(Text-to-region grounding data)
⁂

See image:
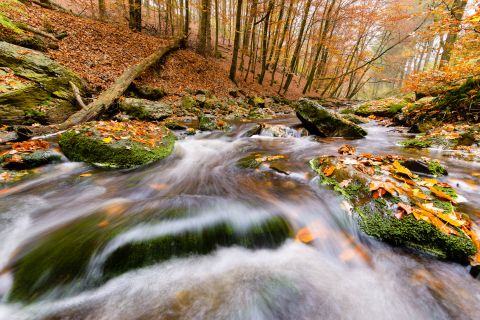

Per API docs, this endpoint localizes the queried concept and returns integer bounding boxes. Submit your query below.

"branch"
[316,17,428,81]
[69,81,86,109]
[17,23,58,41]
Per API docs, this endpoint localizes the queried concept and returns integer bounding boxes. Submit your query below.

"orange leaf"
[323,165,335,177]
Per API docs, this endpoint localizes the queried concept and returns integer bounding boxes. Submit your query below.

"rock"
[239,123,263,137]
[248,96,266,108]
[260,124,301,138]
[128,83,166,100]
[119,98,172,121]
[354,97,408,118]
[0,41,85,125]
[402,159,447,177]
[59,120,175,169]
[229,89,239,98]
[164,119,187,130]
[181,96,197,110]
[1,150,62,170]
[0,139,62,170]
[6,208,292,303]
[341,114,369,124]
[294,98,367,138]
[310,155,476,263]
[198,115,217,131]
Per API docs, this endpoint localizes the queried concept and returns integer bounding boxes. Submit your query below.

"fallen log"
[8,37,185,141]
[17,23,58,41]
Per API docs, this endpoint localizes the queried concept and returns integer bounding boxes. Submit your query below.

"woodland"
[0,0,479,319]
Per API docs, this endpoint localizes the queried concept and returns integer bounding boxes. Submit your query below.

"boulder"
[295,98,367,138]
[128,83,166,100]
[119,98,172,121]
[310,154,477,263]
[354,97,408,118]
[59,120,175,168]
[0,41,85,125]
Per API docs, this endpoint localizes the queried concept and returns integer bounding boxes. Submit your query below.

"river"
[0,118,479,319]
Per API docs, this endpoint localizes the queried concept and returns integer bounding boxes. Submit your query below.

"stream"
[0,118,479,319]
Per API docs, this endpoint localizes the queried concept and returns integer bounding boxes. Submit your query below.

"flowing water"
[0,118,479,319]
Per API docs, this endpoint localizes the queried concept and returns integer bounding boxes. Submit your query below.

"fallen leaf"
[429,187,457,204]
[323,165,335,177]
[102,137,113,144]
[338,144,356,155]
[79,173,92,177]
[392,161,415,178]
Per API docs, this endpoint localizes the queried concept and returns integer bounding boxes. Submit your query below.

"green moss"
[427,160,447,177]
[181,96,196,110]
[8,213,125,303]
[339,108,355,114]
[432,185,458,199]
[400,138,432,149]
[358,208,475,262]
[433,199,454,214]
[103,215,293,279]
[59,130,175,169]
[198,115,217,131]
[387,103,406,115]
[237,154,261,169]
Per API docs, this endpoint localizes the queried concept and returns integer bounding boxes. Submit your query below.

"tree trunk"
[270,0,293,86]
[214,0,219,55]
[440,0,467,67]
[184,0,190,37]
[229,0,243,82]
[98,0,106,19]
[283,0,312,93]
[258,0,274,84]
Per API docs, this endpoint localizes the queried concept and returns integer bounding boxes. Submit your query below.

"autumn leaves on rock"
[59,121,175,168]
[311,150,480,265]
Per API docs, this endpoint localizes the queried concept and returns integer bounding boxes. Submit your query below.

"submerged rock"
[6,208,293,303]
[119,98,173,121]
[59,120,175,168]
[0,41,85,125]
[295,99,367,138]
[310,154,478,263]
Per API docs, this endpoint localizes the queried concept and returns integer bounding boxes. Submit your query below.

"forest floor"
[2,1,305,100]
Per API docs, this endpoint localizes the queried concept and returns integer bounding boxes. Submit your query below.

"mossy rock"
[400,138,433,149]
[103,215,292,279]
[59,121,175,169]
[341,114,369,125]
[1,150,62,170]
[295,98,367,138]
[358,207,475,261]
[0,41,85,125]
[354,98,408,118]
[181,96,197,110]
[119,98,173,121]
[128,83,166,100]
[6,208,292,303]
[310,157,476,263]
[248,96,266,108]
[198,115,217,131]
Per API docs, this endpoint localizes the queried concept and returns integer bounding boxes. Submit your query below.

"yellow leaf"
[79,173,92,177]
[429,187,457,204]
[102,137,113,144]
[392,161,415,178]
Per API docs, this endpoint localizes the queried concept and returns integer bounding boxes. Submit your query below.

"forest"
[0,0,480,319]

⁂

The task
All of the data must be given again exactly, without the pictures.

Completed task
See image:

Per API docs, this endpoint localizes the queried concept and returns integer bounding boxes. Submit your query below.

"branch"
[316,17,428,81]
[69,81,86,109]
[17,23,58,41]
Per API docs, this endpoint localizes the queried concept and returns integer bounding boxes. Submit your query below.

"orange leaf"
[323,165,335,177]
Per API docs, this endpoint localizes the queried concept and returns integer bounding boxes. Submit your query below.

"rock"
[239,123,263,137]
[248,96,266,108]
[260,124,301,138]
[128,83,166,100]
[119,98,172,121]
[354,97,408,118]
[0,41,85,125]
[402,159,447,177]
[59,120,175,169]
[229,89,239,98]
[164,119,187,130]
[181,96,197,110]
[1,150,62,170]
[0,139,62,170]
[6,208,292,303]
[341,114,369,124]
[294,98,367,138]
[310,155,476,263]
[198,115,217,131]
Per API docs, this endpoint localizes the queried concept and returns integer bounding boxes. Submit your query below.

"fallen log"
[8,37,185,141]
[17,23,58,41]
Per API docs, this endpoint localizes the queried concept and returns integer bounding boxes. Submit your query below.

"woodland"
[0,0,479,319]
Per API docs, this endpoint localizes the queried concept and returns integer bounding boxes. Submit your query below.

"boulder"
[295,98,367,138]
[128,83,166,100]
[119,98,172,121]
[310,154,477,263]
[354,97,408,118]
[59,120,175,168]
[0,41,85,125]
Per API docs, this endpoint localizes the queried concept and returns integer bounding boxes. Submit your query below.

"river"
[0,118,479,319]
Per API docs, this endpoint localizes the queried concept and returns integer bounding boxes. Submit your query below.

"stream"
[0,118,479,319]
Per API docs, this endpoint localizes the queried concept and returns integer bounding boxes. Submit your query below.

"flowing water"
[0,118,479,319]
Per API docs, this endpoint localizes the queried concept and returns integer bounding boxes. Submit your query below.

"fallen leaf"
[429,187,457,204]
[323,165,335,177]
[102,137,113,144]
[338,144,356,155]
[79,173,92,177]
[392,161,415,178]
Per API docs, this endpoint localizes the queried concept and returns integer bounding boxes. Submit your query below.

"green moss"
[427,160,447,177]
[181,96,196,110]
[8,213,125,303]
[339,108,355,114]
[432,185,458,199]
[400,138,432,149]
[358,208,475,262]
[433,199,454,214]
[103,215,293,279]
[59,130,175,169]
[198,115,217,131]
[387,103,406,115]
[237,154,261,169]
Per API docs, this endpoint localizes the queried concept and returns integer bounding boxes. Submit your query below.

"tree trunk"
[270,0,293,86]
[214,0,219,55]
[440,0,467,67]
[184,0,190,37]
[229,0,243,82]
[98,0,106,19]
[283,0,312,93]
[258,0,274,84]
Per API docs, this endpoint localizes the queried concept and returns integer bounding boxes. Submit your query below.

"autumn leaves on rock"
[59,121,175,168]
[311,150,480,265]
Per API docs, this endpoint localizes the queried concept and returns integer bounding boxes. Submit your query below.

"submerged rock"
[6,208,293,303]
[119,98,173,121]
[59,120,175,168]
[0,41,85,125]
[295,99,367,138]
[310,154,478,263]
Per API docs, this endpoint localizes the queried concept and returns integer bounding boxes. Submit your query below.

"forest floor"
[2,1,305,100]
Per API docs, this endpoint localizes the queried concept and returns integer bounding boxes. Submit your query below.

"mossy rock"
[400,138,433,149]
[103,215,292,279]
[59,121,175,169]
[341,114,369,125]
[1,150,62,170]
[295,98,367,138]
[358,207,475,261]
[0,41,85,125]
[354,98,408,118]
[181,96,197,110]
[119,98,173,121]
[128,83,166,100]
[6,208,292,303]
[310,157,476,263]
[248,96,266,108]
[198,115,217,131]
Per API docs, this endpoint localizes the queried concept and returns integer bounding boxes. Submit your query below.

"yellow leaf"
[79,173,92,177]
[429,187,457,204]
[102,137,113,144]
[392,161,415,178]
Per API docs, this endpoint localizes the queried concept and returns integer bounding boxes. Submit your query below.

"forest"
[0,0,480,319]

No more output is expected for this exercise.